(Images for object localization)

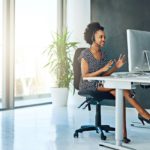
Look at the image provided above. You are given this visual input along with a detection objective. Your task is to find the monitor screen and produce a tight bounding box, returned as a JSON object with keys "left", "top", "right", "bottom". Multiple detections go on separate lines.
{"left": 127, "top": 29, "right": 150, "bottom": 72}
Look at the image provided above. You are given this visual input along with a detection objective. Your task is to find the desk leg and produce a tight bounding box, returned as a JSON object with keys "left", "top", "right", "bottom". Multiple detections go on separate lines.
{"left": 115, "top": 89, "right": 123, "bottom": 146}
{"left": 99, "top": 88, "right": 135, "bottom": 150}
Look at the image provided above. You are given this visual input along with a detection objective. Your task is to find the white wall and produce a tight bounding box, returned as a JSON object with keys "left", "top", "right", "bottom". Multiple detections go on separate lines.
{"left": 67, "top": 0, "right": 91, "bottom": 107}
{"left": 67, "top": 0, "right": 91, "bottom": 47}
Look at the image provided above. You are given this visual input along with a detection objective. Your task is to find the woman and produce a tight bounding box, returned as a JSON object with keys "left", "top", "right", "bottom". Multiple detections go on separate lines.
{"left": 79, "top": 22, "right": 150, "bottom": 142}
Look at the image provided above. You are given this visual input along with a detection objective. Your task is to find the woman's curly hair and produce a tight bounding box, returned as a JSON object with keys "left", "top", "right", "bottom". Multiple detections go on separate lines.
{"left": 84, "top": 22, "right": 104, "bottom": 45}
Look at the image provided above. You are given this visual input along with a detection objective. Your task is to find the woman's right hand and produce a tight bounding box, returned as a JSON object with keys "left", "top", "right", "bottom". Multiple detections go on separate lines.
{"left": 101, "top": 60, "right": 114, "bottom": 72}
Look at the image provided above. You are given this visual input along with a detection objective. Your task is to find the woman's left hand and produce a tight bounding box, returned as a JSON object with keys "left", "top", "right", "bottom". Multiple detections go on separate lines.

■ REQUIRED ACTION:
All that is needed is the line containing "the woman and" and each line after it to the end of the data above, set down exactly.

■ TASK ANSWER:
Look at the image provided above. You are given this visual input along with a detection objective. Your task is to find the woman and produce a tight bounding box, returned as a JSON object with keys "left", "top", "right", "bottom". Multiple detections go on separate lines.
{"left": 79, "top": 22, "right": 150, "bottom": 142}
Look at the image provided above. You are given this visual input along with a detection objective. Your task is to find the woman's curly hair and produce a tight bounding box, returned as a JSON object with keys "left", "top", "right", "bottom". Multiple detections go on separate lines.
{"left": 84, "top": 22, "right": 104, "bottom": 45}
Look at the image provided above. You are given this visual input along with a detection objective. Your task is to find the woman's right hand and produce a tight bounding box, returned as a JSON object with keys "left", "top", "right", "bottom". Multiple detections go on separate lines.
{"left": 101, "top": 60, "right": 114, "bottom": 72}
Look at the image provided above. You are given this visual input along with a detection objective. Your task is to find the woman's left hand and produce a tight bounding box, returned as a JSON object with keys "left", "top", "right", "bottom". Multiple detections go on separate lines.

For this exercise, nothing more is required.